» DIRECTIONS FOR THIS TASK: In this material, which lines include the string "point"? Show them.

» MATERIAL FOR THIS EXERCISE:
★ ★ ★ ★ ★

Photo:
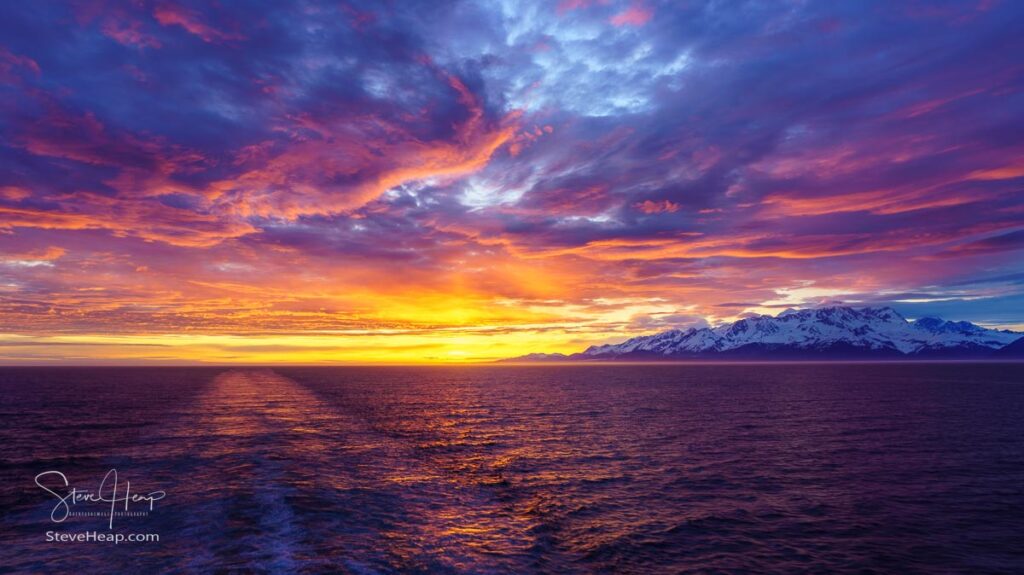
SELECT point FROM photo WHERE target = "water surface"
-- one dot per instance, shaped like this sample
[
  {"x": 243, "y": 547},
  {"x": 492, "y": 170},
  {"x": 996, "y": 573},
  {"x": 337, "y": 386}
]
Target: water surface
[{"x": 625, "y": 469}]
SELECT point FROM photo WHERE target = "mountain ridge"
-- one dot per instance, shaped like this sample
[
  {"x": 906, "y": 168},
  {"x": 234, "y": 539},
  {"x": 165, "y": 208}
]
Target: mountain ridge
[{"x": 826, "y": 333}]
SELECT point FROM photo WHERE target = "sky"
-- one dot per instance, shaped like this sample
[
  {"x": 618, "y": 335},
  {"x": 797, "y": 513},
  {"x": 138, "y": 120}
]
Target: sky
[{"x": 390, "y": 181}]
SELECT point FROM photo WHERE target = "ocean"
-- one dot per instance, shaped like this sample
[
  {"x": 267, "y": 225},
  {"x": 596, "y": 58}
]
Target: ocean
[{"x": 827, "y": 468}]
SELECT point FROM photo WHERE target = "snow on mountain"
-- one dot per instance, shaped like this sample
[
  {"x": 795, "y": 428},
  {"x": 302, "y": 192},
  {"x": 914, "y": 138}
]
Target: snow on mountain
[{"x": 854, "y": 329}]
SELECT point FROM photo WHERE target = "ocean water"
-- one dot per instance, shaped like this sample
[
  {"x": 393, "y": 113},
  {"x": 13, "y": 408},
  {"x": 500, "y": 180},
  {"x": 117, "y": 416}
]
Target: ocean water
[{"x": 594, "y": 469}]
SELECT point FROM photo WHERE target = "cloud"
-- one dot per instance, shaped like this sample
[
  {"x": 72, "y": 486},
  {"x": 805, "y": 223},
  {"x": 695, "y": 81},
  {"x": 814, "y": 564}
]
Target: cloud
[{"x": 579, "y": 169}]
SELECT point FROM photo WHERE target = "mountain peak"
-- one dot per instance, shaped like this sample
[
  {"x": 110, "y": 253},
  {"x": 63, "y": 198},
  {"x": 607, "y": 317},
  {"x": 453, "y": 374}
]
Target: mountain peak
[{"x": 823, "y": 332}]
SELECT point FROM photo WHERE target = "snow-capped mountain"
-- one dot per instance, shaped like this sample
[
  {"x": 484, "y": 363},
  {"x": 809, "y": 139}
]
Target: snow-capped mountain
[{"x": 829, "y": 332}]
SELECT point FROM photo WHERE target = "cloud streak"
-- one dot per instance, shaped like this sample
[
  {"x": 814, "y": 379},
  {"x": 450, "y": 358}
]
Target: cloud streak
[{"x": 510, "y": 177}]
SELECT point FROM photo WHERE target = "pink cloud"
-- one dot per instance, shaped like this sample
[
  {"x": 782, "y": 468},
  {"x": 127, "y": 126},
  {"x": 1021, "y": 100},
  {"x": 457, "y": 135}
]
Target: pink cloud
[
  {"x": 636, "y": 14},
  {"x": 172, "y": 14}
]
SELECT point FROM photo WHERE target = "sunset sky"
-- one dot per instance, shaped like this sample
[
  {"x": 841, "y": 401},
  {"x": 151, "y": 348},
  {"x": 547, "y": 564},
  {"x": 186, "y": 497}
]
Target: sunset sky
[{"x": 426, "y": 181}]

★ ★ ★ ★ ★

» EXPECTED OUTPUT:
SELECT point FROM photo WHERE target = "water surface"
SELECT point FROM photo WHERE target = "mountain ridge"
SELECT point FROM photo WHERE target = "sky"
SELECT point FROM photo WHERE target = "ocean"
SELECT point FROM photo WHERE target = "snow on mountain"
SELECT point FROM photo WHERE target = "ocean water"
SELECT point FROM photo WHERE target = "cloud"
SELECT point FROM photo WHERE target = "mountain peak"
SELECT point FROM photo WHERE target = "snow-capped mountain"
SELECT point FROM photo WHERE target = "cloud streak"
SELECT point FROM photo WHERE target = "pink cloud"
SELECT point FROM photo WHERE target = "sunset sky"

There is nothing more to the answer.